Required work:
a. Transcribe the Findmypast announcement, starting at "The campaign has" and ending at "family’s American story.".
b. In the entries, starting at the line that contains "out the screen" and ending at the line that contains "[(275, 369), (481, 364), (270, 374), (488, 368)]", swap "photo" for "image" wherever it occurs and change nothing else. Reproduce only those lines, omitting the picture.

Excerpt to read:
———

Findmypast Celebrates 4th of July with Free Access to More Than 1 Billion Records

The following announcement was written by the folks at Findmypast. Please note that the special offer is for a huge week of free records starting tomorrow (June 29). It won’t work today:

  • findmypast_logoFrom June 29th until July 6th 2016, over 1 billion UK, US and Irish records will be completely free to search and explore on Findmypast
  • This includes all 118 million “Travel and Migration” records, 116 million US marriages, and all UK, Irish and US censuses
  • Over 7 million new US Naturalisation records and over 1.7 million US Passport Applications have also been released, marking the first phase of two brand new collections ideal for uncovering early immigrant ancestors

Salt Lake City, Utah, June 27th 2016
Leading family history website, Findmypast, has just announced that they will be granting 8 days of free access to over 1 billion records as part of a new campaign designed to help US family historians learn more about their family’s path to red white and blue. This will include free access to their entire collection of Travel and Migration records, all US, UK and Irish censuses and all US marriage records.

The campaign has been launched to coincide with this year’s 4th of July celebrations and will provide customers with exciting new opportunities to uncover the pioneering immigrant ancestors who started their family’s American story.

Researchers will be provided with daily getting started guides, expert insights and useful how to videos designed to help them trace their family’s roots back to their earliest American ancestors and beyond. A special webinar will be hosted by expert genealogist, Jen Baldwin, at 11:00 MDT, July 1st, in which she will be sharing essential tips and tricks for getting the most out of Naturalisation records.

———

Rows:
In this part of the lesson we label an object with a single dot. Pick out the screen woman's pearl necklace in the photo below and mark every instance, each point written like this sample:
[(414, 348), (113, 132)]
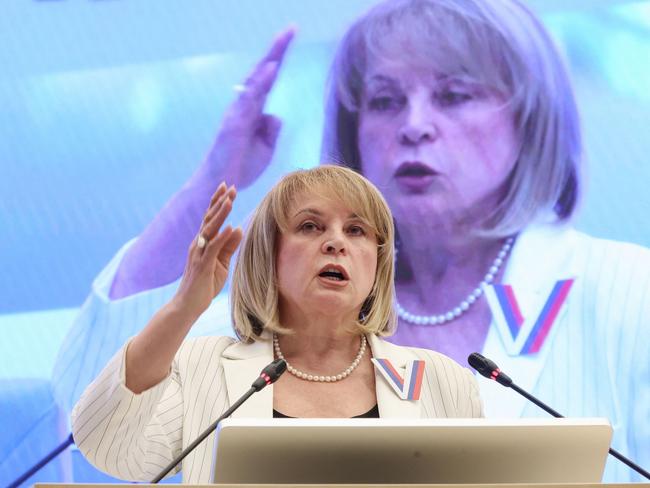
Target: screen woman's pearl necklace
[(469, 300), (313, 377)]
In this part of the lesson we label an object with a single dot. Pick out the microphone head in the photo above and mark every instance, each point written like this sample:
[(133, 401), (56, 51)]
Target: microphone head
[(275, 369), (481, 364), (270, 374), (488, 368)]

———

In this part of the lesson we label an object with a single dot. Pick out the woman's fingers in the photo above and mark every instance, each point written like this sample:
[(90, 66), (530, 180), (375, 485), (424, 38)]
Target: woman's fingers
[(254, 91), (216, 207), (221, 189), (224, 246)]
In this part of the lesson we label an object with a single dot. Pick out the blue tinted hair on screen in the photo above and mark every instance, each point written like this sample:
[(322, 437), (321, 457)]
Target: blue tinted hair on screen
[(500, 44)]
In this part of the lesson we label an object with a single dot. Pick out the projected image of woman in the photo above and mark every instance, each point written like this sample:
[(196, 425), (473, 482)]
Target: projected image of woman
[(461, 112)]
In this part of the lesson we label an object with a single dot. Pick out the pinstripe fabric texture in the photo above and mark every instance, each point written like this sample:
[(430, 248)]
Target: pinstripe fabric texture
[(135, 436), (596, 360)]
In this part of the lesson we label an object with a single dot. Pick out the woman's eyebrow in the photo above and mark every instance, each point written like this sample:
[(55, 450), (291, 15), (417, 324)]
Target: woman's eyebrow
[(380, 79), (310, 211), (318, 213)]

———

Solutions by task:
a.
The campaign has been launched to coincide with this year’s 4th of July celebrations and will provide customers with exciting new opportunities to uncover the pioneering immigrant ancestors who started their family’s American story.

b.
In this part of the lesson we label an object with a single dot. Pick out the screen woman's pearl necklace in the image below and mark every instance, each point written like this sample:
[(414, 348), (113, 132)]
Target: screen woman's pearl necklace
[(469, 300), (313, 377)]
In this part of the lesson we label an object with a single dot. Pick out the microphone head in the image above and mark every instance, each point written like this sample:
[(133, 401), (56, 51)]
Target: microphone head
[(275, 369), (481, 364), (270, 374), (488, 368)]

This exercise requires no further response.